- GOAL -
Write out every line from the start of the items through the line containing "(0, 260), (42, 304)", both included, adding -42 to each coordinate in the answers. Leave the pictures out.

(Region annotation entries)

···

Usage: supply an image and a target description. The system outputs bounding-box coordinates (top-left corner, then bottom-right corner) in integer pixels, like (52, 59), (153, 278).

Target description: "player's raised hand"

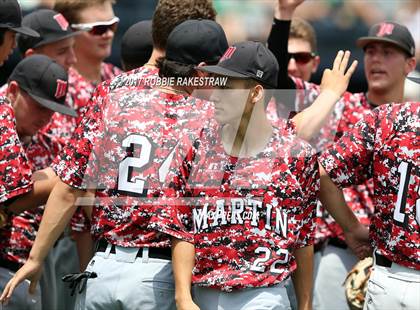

(344, 224), (373, 259)
(321, 51), (357, 97)
(0, 260), (42, 304)
(274, 0), (305, 20)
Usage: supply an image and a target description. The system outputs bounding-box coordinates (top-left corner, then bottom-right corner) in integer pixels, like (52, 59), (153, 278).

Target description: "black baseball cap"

(166, 19), (229, 65)
(17, 9), (80, 54)
(121, 20), (153, 63)
(356, 22), (416, 57)
(0, 0), (39, 37)
(197, 41), (279, 88)
(407, 76), (420, 84)
(9, 54), (77, 117)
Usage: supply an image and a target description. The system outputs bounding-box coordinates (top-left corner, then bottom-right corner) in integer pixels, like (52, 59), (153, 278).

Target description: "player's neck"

(222, 107), (273, 157)
(367, 86), (404, 106)
(74, 55), (102, 83)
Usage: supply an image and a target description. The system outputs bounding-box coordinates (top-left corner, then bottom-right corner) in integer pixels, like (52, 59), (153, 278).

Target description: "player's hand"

···

- WORKED ANSWER -
Usage: supply an image and a target description. The system outputs bounding-box coordinates (top-left corner, then bottom-right corner) in integer pixels, like (52, 59), (153, 278).

Target description: "player's raised hand"


(302, 182), (331, 217)
(279, 9), (315, 55)
(-42, 218), (0, 262)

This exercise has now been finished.